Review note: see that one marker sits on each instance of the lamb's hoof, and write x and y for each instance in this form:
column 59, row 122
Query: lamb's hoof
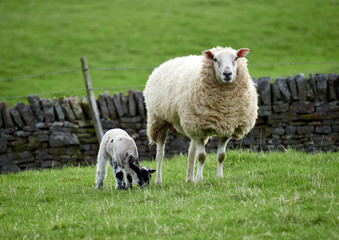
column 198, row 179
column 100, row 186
________________________
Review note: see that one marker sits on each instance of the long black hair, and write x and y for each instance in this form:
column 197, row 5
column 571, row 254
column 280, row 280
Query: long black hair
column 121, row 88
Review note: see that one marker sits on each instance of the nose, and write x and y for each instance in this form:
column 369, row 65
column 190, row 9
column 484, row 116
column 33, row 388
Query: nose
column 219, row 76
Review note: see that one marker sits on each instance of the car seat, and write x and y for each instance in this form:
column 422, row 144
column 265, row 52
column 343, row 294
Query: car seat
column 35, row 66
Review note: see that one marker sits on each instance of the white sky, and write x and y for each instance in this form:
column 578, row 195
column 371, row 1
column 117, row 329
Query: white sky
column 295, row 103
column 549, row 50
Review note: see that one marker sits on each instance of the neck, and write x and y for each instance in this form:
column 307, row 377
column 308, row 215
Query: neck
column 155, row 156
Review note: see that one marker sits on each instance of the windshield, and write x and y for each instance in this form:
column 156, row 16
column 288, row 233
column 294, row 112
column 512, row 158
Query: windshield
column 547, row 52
________________________
**Exercise goal**
List the lines of the entries that include "sits".

**Result of the task**
Review note: see that one marker sits on each instance of the lamb's hoof, and write x and y for each instance in this form:
Review note: see that one marker sits on each instance of the long black hair, and write x and y for each instance in this form:
Review note: see that one marker sits on each instance of the nose, and write x and y for each instance in this form:
Review note: see that one marker sits on each instance of the car seat, and write x and y for each instance in this form:
Review note: see that one marker sits on each instance of the white sky, and write x and y for each instance in this form:
Review note: see that one marker sits on each instance of the neck, and write x and y for each instance in this form:
Review note: see that one marker sits on each instance of the windshield, and write x and y for each instance in this form:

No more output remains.